__Exercise__. Pull out every line in the records below that contains the word "coat". Treat uppercase and lowercase as different.

__Data for the task__.
+-------+

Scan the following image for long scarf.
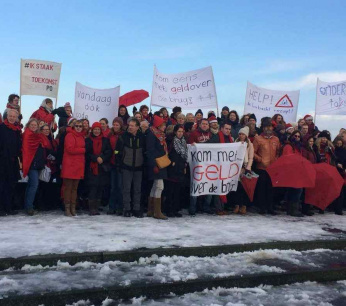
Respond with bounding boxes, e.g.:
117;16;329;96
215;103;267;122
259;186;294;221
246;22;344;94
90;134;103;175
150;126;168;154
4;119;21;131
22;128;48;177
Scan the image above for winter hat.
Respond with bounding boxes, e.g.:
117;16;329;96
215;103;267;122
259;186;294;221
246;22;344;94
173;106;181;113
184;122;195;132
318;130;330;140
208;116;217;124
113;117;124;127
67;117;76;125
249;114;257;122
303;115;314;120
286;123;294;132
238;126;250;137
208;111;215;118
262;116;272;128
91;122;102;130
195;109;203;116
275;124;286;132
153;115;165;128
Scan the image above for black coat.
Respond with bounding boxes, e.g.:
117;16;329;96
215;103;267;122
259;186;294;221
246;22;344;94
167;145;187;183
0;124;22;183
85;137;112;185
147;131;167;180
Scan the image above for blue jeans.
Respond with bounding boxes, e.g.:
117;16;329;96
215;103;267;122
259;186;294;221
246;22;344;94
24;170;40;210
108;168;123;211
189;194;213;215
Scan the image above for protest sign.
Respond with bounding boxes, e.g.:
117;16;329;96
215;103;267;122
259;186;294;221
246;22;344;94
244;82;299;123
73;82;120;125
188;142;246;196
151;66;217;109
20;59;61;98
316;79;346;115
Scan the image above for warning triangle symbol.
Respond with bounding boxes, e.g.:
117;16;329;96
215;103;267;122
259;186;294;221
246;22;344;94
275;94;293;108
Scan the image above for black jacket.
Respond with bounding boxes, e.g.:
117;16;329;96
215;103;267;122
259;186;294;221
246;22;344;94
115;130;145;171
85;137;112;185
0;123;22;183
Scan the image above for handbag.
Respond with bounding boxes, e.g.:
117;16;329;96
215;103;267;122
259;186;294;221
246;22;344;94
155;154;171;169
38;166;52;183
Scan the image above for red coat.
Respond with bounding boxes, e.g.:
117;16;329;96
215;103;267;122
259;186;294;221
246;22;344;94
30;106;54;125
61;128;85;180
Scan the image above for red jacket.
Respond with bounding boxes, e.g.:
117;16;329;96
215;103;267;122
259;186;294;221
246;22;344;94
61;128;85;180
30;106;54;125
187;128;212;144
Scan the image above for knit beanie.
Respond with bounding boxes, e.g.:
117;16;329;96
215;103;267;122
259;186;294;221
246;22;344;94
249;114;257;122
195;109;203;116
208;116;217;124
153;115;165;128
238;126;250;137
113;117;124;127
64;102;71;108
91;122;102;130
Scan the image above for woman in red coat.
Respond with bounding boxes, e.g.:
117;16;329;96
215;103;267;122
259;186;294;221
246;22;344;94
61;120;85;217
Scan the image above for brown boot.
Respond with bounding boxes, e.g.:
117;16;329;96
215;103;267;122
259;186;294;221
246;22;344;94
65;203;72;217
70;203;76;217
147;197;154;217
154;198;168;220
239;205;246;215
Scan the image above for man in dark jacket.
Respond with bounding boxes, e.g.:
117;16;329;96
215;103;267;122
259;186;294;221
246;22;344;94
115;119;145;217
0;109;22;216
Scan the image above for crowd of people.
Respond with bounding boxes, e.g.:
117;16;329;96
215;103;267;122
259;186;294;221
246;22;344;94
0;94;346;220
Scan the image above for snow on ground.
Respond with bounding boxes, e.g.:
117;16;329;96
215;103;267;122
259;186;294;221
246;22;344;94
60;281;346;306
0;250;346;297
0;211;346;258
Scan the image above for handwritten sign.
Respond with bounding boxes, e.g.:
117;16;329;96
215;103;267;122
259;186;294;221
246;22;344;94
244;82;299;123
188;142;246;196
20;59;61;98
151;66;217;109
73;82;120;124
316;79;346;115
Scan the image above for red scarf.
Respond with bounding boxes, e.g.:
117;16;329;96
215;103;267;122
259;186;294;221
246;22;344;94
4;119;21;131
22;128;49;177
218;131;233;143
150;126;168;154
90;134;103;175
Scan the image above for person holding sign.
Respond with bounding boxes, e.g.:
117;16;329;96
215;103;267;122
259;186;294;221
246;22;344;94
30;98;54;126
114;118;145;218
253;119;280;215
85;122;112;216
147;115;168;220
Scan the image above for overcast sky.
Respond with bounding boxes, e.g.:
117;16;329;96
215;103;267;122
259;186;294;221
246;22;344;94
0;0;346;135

+-------+

__Task output__.
Scan the image above for black coat.
Scan the image above for red coat.
Scan the image above for woman in red coat.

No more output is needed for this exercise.